*WHAT IS BEING ASKED*
Copy out the material verbatim, beginning at the line containing "mustache, that would be most helpful." and continuing through the end of the material.

*DATA SUPPLIED*
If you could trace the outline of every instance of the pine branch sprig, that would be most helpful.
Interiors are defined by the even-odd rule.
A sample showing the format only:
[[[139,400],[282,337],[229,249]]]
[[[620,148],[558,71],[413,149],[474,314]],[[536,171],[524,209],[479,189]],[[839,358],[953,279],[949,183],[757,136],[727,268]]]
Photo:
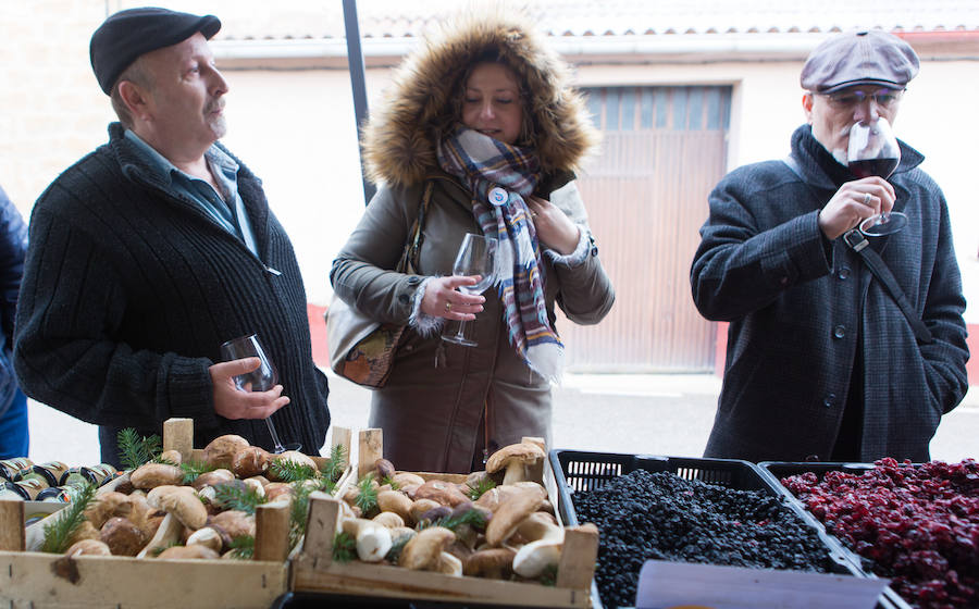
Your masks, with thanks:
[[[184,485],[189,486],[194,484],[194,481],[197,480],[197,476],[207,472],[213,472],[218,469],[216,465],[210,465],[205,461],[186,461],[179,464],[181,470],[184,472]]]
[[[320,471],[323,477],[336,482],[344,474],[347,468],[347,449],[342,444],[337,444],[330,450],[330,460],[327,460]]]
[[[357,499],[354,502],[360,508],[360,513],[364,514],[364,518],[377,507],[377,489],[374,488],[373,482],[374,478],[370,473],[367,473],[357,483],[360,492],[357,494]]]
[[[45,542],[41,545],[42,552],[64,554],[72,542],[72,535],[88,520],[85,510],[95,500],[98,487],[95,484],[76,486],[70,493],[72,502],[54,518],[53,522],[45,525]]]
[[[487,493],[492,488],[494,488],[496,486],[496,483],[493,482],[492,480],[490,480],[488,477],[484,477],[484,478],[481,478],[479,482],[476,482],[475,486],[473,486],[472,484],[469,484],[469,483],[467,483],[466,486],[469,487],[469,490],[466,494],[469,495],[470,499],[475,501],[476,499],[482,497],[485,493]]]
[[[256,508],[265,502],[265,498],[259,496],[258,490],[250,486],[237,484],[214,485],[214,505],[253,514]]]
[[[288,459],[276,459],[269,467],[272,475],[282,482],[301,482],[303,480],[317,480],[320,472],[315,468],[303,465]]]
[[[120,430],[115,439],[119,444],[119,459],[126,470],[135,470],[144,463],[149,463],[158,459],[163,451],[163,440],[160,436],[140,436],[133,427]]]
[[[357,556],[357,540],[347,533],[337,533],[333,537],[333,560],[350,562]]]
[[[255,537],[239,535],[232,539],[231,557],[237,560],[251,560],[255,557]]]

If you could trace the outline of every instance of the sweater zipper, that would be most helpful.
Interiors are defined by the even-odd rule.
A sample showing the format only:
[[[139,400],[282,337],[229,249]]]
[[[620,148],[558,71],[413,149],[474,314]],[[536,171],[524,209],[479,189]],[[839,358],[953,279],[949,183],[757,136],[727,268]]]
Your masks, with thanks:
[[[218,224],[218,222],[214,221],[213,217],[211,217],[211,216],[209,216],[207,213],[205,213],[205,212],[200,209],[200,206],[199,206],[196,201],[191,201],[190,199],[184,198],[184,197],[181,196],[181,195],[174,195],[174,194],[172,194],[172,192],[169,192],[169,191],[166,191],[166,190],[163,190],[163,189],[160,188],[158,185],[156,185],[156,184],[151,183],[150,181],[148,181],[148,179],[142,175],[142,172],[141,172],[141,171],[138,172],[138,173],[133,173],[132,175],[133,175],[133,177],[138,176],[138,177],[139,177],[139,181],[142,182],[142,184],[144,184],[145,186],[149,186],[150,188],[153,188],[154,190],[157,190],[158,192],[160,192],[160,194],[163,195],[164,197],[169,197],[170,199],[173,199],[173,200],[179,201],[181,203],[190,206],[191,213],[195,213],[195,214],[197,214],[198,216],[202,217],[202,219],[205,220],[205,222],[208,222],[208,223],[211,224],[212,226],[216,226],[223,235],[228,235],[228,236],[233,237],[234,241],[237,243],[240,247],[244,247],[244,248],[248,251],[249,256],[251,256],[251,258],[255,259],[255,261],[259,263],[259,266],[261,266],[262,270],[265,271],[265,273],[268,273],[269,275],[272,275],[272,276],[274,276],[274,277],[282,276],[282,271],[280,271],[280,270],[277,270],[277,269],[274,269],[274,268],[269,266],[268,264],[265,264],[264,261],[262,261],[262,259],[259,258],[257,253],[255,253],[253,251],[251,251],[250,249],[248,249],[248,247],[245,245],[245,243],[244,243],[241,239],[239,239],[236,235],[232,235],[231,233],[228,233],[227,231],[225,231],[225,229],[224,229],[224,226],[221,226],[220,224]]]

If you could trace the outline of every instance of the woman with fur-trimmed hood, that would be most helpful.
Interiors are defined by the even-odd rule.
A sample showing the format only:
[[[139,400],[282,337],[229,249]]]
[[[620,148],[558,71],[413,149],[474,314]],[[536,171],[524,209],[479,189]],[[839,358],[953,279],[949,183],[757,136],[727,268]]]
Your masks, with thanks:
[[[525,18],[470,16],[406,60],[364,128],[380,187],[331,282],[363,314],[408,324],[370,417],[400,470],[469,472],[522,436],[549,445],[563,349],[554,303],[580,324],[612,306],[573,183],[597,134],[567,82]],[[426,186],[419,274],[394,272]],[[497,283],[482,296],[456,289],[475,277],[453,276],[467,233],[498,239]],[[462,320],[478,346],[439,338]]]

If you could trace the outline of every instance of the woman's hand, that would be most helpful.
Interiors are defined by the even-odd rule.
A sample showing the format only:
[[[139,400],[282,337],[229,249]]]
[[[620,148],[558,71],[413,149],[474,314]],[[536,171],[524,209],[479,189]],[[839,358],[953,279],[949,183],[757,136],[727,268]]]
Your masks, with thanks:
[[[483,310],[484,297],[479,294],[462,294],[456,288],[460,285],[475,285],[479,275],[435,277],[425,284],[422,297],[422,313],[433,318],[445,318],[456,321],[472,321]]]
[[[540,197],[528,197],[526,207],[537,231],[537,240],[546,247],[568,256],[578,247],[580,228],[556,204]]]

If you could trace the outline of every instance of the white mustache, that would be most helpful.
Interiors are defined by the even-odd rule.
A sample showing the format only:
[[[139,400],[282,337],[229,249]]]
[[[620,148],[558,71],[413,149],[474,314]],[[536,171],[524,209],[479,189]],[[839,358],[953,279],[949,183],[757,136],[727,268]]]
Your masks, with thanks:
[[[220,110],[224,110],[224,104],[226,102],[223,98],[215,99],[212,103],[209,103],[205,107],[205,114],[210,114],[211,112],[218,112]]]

*RIGHT ANSWER*
If you could trace the outline of every instance of the white mustache, that would be most helpful.
Interiors are defined by the even-odd rule.
A sample showing the format only:
[[[139,400],[282,337],[229,249]]]
[[[620,148],[558,71],[413,149],[474,314]],[[536,171],[524,209],[479,189]],[[839,358],[953,279],[949,183],[757,136],[727,268]]]
Your masks, with thanks:
[[[220,110],[224,110],[224,104],[226,102],[223,98],[215,99],[212,103],[209,103],[205,107],[205,114],[210,114],[211,112],[218,112]]]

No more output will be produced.